### [Exercise objective]
Pull out each line below that contains the word "green" and copy it. Case counts.

_ _ _ _ _

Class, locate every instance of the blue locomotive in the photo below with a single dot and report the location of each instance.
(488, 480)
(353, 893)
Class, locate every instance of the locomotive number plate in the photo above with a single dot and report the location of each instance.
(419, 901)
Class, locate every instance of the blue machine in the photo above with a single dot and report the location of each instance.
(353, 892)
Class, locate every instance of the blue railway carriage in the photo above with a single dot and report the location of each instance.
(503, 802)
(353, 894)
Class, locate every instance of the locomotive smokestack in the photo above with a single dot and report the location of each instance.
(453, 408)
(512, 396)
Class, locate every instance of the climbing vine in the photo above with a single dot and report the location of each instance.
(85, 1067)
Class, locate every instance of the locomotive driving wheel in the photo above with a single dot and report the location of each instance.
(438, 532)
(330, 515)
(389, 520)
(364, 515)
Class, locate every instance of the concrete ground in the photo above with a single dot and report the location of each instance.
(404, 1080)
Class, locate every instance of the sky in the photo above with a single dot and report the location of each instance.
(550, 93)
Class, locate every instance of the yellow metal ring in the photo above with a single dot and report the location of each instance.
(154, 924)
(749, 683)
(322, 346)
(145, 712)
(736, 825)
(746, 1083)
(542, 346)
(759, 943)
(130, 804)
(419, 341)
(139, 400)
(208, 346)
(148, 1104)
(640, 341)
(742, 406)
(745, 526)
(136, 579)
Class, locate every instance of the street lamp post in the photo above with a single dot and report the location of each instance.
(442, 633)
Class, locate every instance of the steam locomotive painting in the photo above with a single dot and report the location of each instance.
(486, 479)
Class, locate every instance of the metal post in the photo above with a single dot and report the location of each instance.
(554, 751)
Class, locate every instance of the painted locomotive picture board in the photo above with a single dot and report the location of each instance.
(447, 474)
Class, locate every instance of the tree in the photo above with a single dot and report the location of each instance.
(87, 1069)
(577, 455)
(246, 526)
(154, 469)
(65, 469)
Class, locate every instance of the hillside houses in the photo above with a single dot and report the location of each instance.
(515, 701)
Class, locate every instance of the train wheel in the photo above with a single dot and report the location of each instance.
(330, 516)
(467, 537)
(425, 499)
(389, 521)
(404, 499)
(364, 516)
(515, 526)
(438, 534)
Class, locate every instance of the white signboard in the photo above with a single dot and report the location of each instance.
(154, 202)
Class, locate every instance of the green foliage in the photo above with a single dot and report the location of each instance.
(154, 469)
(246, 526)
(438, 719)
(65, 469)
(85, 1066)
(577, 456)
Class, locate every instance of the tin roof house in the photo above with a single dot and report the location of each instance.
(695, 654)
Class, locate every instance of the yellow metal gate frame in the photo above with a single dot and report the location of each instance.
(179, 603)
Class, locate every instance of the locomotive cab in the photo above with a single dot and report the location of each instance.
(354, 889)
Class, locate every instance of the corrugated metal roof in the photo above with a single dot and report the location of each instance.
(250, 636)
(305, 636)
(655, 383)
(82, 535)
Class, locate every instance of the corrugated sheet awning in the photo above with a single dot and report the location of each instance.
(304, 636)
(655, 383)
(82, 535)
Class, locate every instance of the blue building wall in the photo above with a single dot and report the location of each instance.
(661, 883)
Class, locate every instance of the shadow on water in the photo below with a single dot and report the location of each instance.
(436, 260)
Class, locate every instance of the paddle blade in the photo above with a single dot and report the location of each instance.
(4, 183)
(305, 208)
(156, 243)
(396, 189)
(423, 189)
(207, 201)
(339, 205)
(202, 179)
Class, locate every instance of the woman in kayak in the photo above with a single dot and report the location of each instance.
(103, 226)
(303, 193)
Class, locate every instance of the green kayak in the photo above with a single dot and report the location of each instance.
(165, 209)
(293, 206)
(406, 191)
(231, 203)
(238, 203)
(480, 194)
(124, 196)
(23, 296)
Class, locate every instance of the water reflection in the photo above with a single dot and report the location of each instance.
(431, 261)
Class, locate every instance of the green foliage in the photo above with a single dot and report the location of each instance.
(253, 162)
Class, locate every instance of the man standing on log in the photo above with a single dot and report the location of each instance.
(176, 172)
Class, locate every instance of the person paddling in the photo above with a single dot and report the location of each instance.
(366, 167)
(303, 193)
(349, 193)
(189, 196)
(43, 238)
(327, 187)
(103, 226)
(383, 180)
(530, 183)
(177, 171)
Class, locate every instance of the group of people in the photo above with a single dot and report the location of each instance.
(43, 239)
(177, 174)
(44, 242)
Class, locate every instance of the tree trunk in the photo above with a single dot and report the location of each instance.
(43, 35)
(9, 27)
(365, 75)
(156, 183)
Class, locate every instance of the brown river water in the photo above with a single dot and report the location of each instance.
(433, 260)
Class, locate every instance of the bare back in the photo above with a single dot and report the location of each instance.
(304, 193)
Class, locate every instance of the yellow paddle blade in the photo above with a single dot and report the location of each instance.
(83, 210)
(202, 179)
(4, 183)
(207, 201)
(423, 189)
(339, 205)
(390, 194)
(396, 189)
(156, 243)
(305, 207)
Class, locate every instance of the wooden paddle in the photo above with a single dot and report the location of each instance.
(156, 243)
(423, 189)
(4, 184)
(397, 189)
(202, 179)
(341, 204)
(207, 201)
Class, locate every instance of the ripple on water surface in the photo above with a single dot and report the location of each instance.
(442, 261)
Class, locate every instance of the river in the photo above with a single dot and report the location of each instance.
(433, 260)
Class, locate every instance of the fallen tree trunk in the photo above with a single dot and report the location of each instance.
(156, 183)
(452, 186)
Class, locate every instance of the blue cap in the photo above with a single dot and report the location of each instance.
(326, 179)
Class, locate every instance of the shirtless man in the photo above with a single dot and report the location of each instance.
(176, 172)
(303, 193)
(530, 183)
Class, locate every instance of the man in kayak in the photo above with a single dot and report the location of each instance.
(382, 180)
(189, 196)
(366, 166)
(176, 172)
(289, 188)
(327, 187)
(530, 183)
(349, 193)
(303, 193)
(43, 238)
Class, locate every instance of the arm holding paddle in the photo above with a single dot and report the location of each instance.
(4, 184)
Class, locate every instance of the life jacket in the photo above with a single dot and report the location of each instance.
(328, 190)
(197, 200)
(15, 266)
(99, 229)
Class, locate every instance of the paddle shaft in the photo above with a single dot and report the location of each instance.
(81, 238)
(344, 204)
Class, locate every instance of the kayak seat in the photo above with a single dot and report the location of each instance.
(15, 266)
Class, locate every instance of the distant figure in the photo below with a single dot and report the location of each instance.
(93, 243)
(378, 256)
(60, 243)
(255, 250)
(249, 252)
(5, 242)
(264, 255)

_ _ _ _ _

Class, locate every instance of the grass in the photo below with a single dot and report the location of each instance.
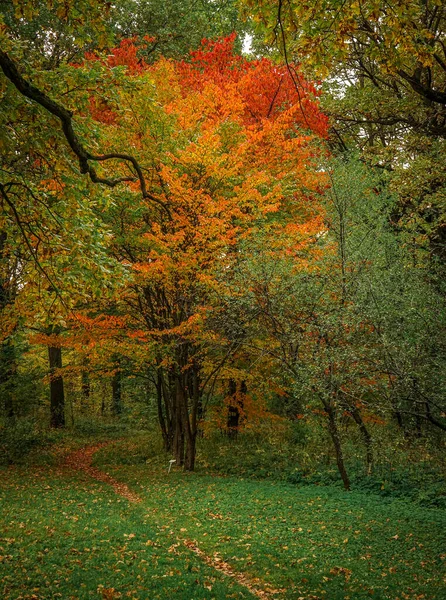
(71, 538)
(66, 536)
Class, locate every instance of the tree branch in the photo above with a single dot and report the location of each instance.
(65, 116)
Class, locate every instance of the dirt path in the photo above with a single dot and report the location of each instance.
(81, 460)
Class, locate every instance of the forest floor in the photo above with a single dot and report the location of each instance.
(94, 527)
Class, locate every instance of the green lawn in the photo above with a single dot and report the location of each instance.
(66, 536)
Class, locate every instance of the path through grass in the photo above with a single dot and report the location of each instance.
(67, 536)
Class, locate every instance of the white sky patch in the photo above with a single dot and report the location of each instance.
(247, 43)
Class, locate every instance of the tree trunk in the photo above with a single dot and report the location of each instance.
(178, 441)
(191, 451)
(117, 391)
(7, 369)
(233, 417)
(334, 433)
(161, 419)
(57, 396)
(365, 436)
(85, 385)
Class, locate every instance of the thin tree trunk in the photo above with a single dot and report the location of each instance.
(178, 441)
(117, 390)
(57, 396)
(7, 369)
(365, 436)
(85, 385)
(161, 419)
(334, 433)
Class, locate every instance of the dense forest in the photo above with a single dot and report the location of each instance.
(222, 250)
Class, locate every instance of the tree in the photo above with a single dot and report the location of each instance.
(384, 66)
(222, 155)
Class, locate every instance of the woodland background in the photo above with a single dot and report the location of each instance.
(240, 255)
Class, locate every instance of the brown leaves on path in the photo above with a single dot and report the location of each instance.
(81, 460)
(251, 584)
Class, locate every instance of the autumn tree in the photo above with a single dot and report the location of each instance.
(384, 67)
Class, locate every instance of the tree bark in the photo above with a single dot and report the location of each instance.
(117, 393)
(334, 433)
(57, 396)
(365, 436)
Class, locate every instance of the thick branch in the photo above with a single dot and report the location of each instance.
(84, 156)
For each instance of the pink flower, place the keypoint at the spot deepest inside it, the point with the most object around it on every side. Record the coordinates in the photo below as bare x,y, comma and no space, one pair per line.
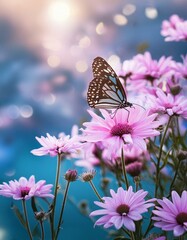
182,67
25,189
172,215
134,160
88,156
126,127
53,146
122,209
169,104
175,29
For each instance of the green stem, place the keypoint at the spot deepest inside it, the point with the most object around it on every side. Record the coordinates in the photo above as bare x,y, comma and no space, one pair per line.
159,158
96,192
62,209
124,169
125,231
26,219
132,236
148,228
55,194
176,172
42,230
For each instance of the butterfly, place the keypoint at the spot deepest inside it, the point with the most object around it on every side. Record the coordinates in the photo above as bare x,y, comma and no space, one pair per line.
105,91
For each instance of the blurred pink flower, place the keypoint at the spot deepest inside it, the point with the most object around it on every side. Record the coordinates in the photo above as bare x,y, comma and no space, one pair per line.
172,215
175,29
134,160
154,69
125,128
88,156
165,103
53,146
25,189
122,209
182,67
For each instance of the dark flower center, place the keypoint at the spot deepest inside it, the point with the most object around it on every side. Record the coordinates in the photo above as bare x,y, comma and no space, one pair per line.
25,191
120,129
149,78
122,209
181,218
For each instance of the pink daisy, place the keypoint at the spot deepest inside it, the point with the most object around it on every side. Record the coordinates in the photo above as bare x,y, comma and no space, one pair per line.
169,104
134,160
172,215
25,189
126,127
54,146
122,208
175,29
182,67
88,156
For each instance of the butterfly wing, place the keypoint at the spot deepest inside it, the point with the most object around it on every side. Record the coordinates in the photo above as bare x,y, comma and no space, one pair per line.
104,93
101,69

_ _ _ _ _

### [Exercise result]
Class, locate every instance of the green foliage in the photo above with a single dot and report the location of each instance.
Class, locate every instance of the green kayak in the photo above with a single dot and report the location of each instance.
Class, locate every instance of the green foliage in the photo above with a single dot and report the location of each instance.
Class, locate every instance of the green lawn in the photo above with a single dot and report the location of each instance.
For each instance of the green stem, place the keypoint at the spot deepest inside it, the point with the most object around it on every side. Record the coordinates in the photo above as bare x,y, comma and no space, one pair per line.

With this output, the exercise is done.